== Work instructions ==
Copy the data from the line containing "Could you point out the flower bud" to the line containing "(400, 1143)", both included, with no changes.

== Raw data ==
┄┄┄┄┄┄┄┄┄┄┄┄┄┄┄┄┄┄┄┄

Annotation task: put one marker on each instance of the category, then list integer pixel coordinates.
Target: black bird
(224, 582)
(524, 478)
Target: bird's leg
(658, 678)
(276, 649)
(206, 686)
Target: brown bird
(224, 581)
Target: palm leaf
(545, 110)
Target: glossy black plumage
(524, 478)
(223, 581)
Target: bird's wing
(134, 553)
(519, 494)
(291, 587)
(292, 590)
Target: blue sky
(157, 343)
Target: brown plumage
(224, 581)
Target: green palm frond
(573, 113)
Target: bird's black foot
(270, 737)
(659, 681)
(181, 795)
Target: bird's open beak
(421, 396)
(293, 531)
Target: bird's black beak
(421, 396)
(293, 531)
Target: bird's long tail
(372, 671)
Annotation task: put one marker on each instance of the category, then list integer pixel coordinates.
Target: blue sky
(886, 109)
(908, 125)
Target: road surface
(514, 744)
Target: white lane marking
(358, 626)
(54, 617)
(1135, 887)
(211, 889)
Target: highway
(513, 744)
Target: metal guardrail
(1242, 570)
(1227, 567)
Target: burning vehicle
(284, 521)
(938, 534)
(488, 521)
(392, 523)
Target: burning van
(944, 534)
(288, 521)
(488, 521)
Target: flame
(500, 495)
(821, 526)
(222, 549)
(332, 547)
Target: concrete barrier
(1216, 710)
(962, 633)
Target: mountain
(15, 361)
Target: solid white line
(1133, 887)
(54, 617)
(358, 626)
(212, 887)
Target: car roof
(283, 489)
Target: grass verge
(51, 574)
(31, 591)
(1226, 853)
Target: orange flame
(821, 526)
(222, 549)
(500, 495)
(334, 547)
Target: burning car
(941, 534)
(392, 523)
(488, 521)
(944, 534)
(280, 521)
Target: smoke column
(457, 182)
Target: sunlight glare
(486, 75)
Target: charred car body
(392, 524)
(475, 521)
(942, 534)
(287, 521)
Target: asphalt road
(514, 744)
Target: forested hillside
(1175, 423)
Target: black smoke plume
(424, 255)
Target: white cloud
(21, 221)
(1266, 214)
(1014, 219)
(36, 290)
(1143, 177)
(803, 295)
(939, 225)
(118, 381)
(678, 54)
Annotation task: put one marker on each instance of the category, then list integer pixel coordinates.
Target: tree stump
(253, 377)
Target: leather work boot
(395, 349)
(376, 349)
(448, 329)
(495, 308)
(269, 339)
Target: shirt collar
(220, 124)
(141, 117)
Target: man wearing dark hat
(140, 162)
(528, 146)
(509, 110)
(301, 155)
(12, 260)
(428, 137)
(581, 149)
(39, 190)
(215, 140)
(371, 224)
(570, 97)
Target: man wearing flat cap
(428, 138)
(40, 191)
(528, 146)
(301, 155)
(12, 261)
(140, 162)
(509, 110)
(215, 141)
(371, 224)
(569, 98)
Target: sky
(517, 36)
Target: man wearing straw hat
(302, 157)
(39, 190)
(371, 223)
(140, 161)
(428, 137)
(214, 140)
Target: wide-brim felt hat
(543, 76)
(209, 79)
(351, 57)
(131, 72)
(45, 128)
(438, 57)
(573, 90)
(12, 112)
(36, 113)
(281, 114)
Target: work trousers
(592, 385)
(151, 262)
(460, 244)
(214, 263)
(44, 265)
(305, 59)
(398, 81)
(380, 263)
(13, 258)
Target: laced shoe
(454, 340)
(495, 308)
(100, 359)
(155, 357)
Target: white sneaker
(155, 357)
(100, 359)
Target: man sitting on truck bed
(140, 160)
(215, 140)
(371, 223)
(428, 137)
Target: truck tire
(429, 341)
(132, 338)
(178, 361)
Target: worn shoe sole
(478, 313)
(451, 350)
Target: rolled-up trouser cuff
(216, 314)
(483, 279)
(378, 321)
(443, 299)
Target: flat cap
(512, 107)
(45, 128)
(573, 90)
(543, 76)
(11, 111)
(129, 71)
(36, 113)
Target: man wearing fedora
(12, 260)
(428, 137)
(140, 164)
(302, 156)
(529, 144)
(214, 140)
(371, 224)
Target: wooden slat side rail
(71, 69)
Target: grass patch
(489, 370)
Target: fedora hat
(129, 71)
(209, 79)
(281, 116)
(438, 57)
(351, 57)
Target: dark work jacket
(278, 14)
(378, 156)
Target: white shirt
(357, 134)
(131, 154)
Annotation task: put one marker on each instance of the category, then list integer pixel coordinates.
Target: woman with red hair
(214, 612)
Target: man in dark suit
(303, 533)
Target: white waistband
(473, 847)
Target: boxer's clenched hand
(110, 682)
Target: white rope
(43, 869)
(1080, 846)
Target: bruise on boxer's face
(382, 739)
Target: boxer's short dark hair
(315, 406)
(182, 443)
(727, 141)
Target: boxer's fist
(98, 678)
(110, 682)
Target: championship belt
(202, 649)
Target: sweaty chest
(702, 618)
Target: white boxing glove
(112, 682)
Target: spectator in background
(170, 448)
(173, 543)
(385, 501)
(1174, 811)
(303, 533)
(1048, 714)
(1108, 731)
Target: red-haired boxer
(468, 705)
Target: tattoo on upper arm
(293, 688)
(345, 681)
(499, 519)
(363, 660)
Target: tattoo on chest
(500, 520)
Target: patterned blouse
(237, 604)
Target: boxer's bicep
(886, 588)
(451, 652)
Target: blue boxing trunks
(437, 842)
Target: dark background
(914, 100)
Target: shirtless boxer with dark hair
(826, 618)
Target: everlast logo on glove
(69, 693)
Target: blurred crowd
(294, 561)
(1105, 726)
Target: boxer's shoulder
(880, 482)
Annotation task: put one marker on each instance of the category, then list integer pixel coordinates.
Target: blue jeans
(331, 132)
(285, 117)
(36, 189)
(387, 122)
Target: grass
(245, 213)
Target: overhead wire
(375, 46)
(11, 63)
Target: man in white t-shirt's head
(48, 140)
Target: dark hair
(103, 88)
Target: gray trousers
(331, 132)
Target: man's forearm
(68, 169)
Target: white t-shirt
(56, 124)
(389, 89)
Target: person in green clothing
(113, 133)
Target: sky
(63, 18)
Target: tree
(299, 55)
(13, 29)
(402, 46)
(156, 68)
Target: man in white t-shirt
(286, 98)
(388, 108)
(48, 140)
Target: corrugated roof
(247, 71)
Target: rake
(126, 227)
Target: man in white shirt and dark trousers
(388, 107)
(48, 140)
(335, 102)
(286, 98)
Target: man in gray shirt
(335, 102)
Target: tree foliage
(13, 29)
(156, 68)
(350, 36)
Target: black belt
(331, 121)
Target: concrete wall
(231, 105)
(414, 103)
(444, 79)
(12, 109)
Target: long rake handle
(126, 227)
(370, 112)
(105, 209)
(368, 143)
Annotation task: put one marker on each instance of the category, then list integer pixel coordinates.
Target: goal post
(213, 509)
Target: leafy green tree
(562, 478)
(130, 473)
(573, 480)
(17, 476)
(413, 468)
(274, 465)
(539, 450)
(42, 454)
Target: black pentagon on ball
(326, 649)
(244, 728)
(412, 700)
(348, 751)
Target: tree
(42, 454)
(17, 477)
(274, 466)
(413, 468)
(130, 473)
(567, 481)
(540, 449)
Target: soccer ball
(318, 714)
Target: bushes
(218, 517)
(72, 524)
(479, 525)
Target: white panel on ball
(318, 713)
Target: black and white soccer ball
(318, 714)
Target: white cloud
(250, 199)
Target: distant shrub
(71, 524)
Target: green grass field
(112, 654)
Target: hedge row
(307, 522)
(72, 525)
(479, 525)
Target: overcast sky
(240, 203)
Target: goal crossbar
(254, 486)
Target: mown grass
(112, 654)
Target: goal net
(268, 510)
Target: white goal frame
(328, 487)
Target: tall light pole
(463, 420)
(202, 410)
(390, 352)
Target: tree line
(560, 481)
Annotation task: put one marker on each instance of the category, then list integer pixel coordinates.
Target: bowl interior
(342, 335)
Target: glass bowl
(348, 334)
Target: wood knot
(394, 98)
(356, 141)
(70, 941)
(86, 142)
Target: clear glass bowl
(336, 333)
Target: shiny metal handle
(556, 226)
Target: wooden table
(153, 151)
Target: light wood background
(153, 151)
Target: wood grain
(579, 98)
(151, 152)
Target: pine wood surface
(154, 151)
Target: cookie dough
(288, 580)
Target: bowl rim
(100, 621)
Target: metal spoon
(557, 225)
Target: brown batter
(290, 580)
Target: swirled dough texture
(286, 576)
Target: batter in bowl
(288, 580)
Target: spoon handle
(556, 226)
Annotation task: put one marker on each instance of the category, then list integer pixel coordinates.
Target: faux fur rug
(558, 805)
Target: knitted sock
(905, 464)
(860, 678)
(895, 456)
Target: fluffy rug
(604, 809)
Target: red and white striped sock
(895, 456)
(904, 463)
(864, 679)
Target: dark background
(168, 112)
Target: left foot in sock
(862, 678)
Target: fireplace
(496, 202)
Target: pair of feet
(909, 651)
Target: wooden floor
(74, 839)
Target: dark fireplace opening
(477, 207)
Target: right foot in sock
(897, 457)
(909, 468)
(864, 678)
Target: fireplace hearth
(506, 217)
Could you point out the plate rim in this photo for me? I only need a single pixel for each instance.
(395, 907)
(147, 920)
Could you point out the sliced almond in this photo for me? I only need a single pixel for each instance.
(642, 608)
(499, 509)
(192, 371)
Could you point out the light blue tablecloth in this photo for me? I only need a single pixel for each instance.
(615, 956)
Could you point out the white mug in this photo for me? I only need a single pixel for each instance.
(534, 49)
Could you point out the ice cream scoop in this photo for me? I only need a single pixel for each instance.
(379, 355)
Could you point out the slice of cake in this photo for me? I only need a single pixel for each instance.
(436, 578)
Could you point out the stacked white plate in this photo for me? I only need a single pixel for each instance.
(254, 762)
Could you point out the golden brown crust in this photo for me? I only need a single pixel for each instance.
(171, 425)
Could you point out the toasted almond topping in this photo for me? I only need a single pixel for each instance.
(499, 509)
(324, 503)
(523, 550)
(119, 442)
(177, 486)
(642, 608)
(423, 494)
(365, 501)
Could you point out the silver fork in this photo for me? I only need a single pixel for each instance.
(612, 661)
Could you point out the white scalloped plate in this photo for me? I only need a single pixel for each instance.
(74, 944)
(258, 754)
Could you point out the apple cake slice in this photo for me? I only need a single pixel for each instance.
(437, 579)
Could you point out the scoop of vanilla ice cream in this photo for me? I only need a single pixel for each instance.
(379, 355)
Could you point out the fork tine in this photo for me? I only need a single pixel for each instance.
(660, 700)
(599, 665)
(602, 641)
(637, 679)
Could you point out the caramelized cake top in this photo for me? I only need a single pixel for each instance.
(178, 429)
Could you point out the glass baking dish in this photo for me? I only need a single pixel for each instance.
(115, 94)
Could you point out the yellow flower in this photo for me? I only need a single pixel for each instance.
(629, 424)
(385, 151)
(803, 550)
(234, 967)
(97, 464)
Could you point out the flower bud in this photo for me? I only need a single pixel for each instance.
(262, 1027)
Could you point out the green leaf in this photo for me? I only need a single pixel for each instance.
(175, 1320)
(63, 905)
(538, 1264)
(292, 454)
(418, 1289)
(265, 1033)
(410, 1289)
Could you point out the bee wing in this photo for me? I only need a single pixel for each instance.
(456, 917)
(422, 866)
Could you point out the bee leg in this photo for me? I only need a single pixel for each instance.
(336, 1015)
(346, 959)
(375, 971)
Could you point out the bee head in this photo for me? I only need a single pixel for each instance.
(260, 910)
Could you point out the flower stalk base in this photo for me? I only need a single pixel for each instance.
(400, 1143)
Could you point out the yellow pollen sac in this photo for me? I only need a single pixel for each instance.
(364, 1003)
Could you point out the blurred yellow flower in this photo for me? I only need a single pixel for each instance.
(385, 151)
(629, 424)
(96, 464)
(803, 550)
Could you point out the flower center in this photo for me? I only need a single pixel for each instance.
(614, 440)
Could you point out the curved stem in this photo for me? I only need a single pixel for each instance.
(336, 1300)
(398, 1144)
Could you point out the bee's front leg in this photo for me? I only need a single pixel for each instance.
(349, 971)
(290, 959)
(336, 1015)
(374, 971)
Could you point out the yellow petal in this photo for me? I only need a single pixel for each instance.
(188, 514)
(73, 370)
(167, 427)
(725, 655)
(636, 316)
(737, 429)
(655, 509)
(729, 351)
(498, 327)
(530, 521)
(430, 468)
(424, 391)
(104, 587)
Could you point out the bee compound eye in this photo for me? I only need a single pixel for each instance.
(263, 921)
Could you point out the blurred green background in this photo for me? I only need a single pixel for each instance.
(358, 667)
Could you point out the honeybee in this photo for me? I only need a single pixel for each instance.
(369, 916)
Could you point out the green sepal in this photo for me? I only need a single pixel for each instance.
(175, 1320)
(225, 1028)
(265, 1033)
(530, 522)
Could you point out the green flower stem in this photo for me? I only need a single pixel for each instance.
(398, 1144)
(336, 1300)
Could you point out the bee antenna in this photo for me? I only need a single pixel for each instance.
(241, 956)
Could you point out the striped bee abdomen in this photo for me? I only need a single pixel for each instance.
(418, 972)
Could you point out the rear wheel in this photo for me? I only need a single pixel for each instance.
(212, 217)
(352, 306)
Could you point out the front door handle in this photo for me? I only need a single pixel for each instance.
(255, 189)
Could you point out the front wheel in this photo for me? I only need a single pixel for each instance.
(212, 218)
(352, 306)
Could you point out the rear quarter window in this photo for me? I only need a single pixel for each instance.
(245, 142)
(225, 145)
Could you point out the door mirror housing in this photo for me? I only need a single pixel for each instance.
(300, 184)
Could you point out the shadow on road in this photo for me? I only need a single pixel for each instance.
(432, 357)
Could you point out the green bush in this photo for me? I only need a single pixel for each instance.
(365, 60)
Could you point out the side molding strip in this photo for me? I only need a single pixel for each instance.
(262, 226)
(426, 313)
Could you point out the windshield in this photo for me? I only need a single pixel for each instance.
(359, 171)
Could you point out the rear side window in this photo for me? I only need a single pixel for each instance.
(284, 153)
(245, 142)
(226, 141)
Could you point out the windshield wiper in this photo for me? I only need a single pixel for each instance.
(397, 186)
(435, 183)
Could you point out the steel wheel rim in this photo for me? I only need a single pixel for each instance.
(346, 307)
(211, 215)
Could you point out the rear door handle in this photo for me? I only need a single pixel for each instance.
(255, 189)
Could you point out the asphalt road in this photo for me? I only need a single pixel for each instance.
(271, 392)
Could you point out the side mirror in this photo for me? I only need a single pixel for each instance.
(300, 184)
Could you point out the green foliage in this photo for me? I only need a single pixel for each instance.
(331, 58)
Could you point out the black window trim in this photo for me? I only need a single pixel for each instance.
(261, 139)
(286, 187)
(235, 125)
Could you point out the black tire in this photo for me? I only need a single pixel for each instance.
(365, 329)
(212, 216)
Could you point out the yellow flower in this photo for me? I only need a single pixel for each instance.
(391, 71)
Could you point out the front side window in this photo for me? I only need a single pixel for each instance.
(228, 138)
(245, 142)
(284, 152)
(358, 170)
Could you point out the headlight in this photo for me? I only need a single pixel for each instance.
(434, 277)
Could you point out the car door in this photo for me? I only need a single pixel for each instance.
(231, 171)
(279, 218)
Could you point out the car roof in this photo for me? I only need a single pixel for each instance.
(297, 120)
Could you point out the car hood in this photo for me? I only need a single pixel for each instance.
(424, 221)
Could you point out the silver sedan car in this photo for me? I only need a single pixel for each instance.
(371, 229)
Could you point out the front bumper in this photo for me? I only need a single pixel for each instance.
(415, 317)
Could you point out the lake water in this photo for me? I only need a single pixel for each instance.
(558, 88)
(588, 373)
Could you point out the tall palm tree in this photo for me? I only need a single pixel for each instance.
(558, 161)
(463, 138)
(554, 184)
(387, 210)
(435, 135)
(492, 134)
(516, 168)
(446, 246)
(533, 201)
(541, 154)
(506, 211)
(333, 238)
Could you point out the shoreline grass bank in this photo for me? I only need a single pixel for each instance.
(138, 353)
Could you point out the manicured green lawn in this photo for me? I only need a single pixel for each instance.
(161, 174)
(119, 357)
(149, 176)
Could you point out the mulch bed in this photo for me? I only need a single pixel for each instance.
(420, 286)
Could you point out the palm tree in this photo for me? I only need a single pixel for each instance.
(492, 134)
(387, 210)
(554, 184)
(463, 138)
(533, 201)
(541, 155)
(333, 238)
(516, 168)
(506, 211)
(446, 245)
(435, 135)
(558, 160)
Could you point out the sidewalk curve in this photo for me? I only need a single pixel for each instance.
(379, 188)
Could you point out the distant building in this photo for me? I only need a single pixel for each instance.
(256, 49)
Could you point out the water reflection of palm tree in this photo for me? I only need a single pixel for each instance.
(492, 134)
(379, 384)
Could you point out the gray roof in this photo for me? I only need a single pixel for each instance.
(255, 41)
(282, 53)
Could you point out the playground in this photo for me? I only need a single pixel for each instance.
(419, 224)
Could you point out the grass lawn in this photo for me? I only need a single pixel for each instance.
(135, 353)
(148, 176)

┄┄┄┄┄┄┄┄┄┄┄┄┄┄┄┄┄┄┄┄

== Answer in full ==
Could you point out the flower bud in this photo for me? I only need a single pixel for each instance.
(262, 1027)
Could you point out the green leaf in this photo for me? I only need a single pixel for each instance.
(175, 1320)
(63, 905)
(538, 1264)
(292, 454)
(418, 1289)
(265, 1033)
(410, 1289)
Could you point out the bee wing in this photo for me? I only need a single pixel for each instance.
(456, 917)
(422, 866)
Could you point out the bee leg in this photo for me? I only need a single pixel for each instance.
(336, 1015)
(346, 959)
(375, 971)
Could you point out the bee head in this photo for me? I only need a single pixel for each instance.
(260, 910)
Could you point out the flower stalk base in this photo for me? I only need a single pixel for each instance.
(400, 1143)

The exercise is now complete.